→ **EXERCISE PROMPT**
According to the article on the yellow-bellied poison frog, what snout–vent length do females of the species reach?

──────── EXCERPTED TEXT

Scientific classification
- Kingdom: Animalia
- Phylum: Chordata
- Class: Amphibia
- Order: Anura
- Family: Dendrobatidae
- Genus: Andinobates
- Species: A. fulguritus
- Binomial name: Andinobates fulguritus (Silverstone [fr], 1975)
- Synonyms: Dendrobates fulguritus Silverstone, 1975 Minyobates fulguritus (Silverstone, 1975) Ranitomeya fulgurita (Silverstone, 1975)

= Yellow-bellied poison frog =

- Authority: (Silverstone, 1975)
- Conservation status: LC
- Synonyms: Dendrobates fulguritus Silverstone, 1975, Minyobates fulguritus (Silverstone, 1975), Ranitomeya fulgurita (Silverstone, 1975)

Species of amphibian

The yellow-bellied poison frog, yellow-bellied poison-arrow frog, or yellowbelly poison frog (Andinobates fulguritus) is a species of frog in the family Dendrobatidae. It is found in northwestern Colombia (Chocó Department and the westernmost Antioquia and Risaralda) and east-central Panama.

==Description==
Males measure 13.5–15 mm and females 14–16.5 mm in snout–vent length. The dorsum is black with gold, yellow, or yellow-green dorso-lateral and lateral stripes (only the former are complete). On the anterior part of the dorsum there is an incomplete median stripe. The venter is gold or yellow and has black marbling or spots. The skin is slightly granular on the dorsum and moderately granular on the venter. The tympanum is round and has its postero-dorsal part concealed. The iris is black. Both fingers and toes lack fringes and webbing.

────────────────
──────── MATERIAL SHOWN

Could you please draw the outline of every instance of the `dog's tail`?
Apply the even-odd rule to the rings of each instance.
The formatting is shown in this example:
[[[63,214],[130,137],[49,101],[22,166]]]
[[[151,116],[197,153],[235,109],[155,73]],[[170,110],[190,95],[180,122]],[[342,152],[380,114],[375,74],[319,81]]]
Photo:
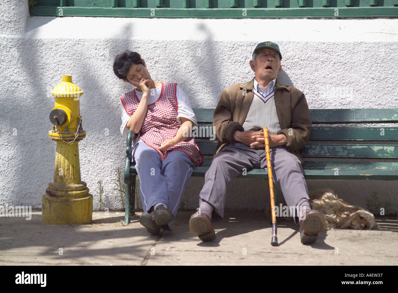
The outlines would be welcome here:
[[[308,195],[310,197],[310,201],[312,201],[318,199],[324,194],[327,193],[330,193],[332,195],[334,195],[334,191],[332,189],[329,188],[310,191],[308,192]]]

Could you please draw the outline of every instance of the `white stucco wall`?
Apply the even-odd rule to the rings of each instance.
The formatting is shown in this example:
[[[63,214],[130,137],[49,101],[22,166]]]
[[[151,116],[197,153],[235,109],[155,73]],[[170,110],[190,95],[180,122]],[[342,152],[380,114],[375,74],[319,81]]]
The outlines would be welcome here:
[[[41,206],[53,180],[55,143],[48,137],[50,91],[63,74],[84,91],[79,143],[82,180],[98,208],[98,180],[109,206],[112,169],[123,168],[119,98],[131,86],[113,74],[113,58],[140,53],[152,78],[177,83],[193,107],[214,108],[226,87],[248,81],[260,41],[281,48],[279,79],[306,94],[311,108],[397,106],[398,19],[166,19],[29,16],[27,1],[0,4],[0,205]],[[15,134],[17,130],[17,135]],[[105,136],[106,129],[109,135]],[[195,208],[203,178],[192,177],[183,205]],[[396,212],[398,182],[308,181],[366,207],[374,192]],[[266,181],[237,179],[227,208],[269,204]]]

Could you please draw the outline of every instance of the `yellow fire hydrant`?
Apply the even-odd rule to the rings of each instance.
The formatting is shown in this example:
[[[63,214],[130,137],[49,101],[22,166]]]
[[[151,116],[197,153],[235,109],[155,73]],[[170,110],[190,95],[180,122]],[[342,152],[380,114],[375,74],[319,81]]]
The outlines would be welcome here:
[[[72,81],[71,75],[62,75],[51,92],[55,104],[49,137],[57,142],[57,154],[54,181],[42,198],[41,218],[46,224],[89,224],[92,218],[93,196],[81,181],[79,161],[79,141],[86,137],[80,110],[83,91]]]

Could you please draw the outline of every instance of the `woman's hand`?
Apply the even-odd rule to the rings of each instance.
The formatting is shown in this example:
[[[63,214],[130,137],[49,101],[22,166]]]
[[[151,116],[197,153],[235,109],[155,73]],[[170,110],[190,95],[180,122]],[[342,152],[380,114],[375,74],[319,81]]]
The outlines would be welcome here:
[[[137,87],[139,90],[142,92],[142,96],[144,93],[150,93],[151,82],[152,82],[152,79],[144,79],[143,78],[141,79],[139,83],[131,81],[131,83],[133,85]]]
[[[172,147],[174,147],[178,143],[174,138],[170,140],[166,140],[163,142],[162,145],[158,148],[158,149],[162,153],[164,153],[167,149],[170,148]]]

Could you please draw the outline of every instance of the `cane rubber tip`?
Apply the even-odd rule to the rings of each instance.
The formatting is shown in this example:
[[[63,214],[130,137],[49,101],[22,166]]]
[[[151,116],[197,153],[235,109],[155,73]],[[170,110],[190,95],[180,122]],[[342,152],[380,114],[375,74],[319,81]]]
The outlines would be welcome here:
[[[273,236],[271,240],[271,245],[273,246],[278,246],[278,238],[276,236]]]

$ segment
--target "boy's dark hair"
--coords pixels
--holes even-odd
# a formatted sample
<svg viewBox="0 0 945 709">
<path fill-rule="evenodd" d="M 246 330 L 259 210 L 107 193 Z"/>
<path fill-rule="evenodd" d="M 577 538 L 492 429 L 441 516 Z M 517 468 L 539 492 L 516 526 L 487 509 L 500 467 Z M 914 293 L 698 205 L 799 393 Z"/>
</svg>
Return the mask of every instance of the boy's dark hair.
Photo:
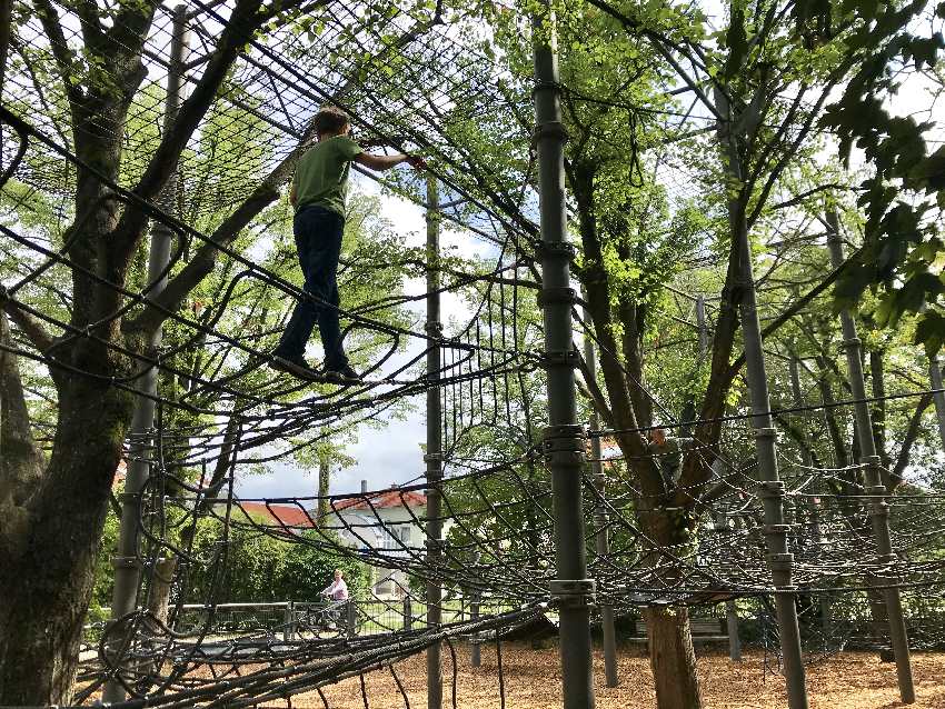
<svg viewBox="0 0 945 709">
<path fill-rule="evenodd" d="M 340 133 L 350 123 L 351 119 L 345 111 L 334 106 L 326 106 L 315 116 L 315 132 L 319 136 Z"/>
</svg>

────────────────

→ **TASK SOLUTION**
Females measure 14–16.5 mm in snout–vent length.